> [PROVIDED PASSAGE]:
▶
How do I know? I wanted to go back to school, and when I was there to pick up the application, I just stopped by the office to see if they do anything for people like me (bipolar). Well, from that day they just took me by the hand and helped me make it all happen. Due to their advocacy, I was able to apply in June for August admission -- and got in, despite my non-stellar academic record. They got the DoR on board, which is paying the entire cost of my education (tuition, fees, books, secretarial supplies, and parking). They also award scholarships -- and this semester, I won one.

Yes, talk to them. They'll hook him up.
posted by Methylviolet at 8:32 PM on May 3, 2007

Best answer: If you haven't already, you might try www.neurodiversity.com or www.auties.org for ideas. I suspect there's Yahoo groups for spectrum adults. The rate of unemployment for spectrum adults is very high, as is the rate of depression. Make sure you work on social connections and networks ('real' or virtual) as part of the big picture. Good for you for doing this.
posted by kch at 10:05 PM on May 3, 2007

My daughter has Asperger's. First I have to say it's awesome you are trying to help this boy.

My daughter was officially diagnosed with Asperger's the summer after she graduated. She went to college, and one of the reason we thought college would be good was to help her learn to live without us. We knew she would be fine academically, especially if she picked a major where she could study one of her "topics" (hers are story telling, esp. from older cultures). But her being able to deal socially is a different story altogether. She needs ALOT of support. (We are driving out to see her today actually, she is just overwhelmed with finals coming up. Just some normal faces and a drive off campus will do the trick).

The DSS in her school doesn't understand Asperger's, and are not very helpful (she is in a big State University). So it really depends on the school you choose if the disablities dept will help. Since she is registered with them, she does get a single room. The single room helps her come to a place where she doesn't have to interact with people.
◀
> [TASK LIST]:
1. Render this sentence from the discussion of college disability services into Spanish: "The single room helps her come to a place where she doesn't have to interact with people."
2. Please write the next part of the discussion of college disability services, picking up after its last sentence.

Records from a data collection:
▶
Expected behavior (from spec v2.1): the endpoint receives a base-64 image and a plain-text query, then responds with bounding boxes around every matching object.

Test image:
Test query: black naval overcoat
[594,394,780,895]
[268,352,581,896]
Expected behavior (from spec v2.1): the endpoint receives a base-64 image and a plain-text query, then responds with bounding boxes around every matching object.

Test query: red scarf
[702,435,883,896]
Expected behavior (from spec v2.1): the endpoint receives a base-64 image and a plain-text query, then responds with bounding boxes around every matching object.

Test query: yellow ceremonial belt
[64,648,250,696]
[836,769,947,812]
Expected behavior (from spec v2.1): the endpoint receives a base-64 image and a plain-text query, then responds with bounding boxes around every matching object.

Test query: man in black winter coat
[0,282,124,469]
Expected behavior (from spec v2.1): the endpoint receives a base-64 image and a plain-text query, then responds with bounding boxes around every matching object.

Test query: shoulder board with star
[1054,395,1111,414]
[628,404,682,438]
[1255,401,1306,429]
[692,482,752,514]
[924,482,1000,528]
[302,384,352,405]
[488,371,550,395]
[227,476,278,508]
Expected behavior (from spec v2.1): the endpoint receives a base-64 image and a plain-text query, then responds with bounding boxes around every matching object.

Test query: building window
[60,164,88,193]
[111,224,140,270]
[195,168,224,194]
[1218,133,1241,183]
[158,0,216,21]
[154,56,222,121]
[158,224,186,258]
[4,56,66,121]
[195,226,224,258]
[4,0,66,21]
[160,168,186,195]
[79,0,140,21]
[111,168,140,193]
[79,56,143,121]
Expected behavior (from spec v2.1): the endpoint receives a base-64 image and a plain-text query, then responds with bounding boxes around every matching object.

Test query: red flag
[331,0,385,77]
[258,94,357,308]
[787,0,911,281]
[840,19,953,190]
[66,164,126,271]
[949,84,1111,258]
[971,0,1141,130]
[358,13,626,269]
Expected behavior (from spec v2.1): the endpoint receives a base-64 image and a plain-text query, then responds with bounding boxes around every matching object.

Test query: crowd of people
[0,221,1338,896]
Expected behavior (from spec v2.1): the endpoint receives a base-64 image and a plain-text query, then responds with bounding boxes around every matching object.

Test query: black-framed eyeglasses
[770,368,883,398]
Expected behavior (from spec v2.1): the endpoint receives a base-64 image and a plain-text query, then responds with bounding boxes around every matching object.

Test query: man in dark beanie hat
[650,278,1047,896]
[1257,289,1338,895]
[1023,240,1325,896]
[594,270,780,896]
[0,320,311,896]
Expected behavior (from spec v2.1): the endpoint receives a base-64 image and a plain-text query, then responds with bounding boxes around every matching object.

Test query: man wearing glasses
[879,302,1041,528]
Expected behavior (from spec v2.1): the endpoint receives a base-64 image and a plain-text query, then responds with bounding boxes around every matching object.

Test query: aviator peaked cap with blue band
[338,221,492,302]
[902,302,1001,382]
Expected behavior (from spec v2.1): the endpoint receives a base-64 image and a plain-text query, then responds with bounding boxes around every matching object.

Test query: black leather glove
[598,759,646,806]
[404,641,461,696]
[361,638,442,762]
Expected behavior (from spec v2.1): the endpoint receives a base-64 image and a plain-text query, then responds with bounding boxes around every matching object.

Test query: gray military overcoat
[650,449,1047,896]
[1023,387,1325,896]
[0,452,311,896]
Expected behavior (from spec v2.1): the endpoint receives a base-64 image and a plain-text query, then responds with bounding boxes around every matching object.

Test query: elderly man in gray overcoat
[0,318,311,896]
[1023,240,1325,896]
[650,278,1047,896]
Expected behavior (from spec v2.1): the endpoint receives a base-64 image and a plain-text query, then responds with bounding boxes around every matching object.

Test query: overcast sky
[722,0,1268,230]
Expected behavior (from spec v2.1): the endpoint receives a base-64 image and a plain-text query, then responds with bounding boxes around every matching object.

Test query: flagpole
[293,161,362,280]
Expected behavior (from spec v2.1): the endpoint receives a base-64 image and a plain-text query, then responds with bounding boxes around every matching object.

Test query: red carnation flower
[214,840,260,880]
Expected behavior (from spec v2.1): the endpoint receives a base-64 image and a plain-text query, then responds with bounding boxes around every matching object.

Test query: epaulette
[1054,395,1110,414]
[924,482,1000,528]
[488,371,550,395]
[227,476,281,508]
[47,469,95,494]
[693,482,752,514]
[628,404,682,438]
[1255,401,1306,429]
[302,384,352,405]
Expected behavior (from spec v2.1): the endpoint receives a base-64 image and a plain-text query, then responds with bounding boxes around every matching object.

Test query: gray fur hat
◀
> [RESULTS OF THE EXERCISE]:
1. La habitación individual le ayuda a llegar a un lugar donde no tiene que interactuar con la gente.

2.
We have been writing her "scripts" for a very long time. If she gets in a new social situation, she can't navigate the conversation and unspoken rules. So she has had scripts for ordering food by herself, picking up prescriptions, just all sorts of common interactions.

With practice she does ok. Until someone goes off the "script", but even that doesn't throw her like it used to. She also has a life coach who is targeting specific skills she needs to develop and working on them with her.

We live in Massachusetts, and kids can get services from the public schools here until they are 22, such as counseling, speech therapy, etc. My daughter goes to the Dept of Mass. Rehabilitation, they have been able to help her with the job thing. It is nice, because the employer knows in advance she may need extra help. They have also helped her find jobs in what she is studying, for example last year she worked at the National Archives.

Do you know if he has sensory problems? This has been one problem with my daughter and jobs. If he has problems with noises, lights, etc, he may have a problem working at a mill. My daughter says as long as she can keep the sensory stuff at bay, she is able to deal with everything else. But if her sensory system gets overloaded, it takes everything she has to deal with that, and she sometimes doesn't act in a "socially appropriate" manner.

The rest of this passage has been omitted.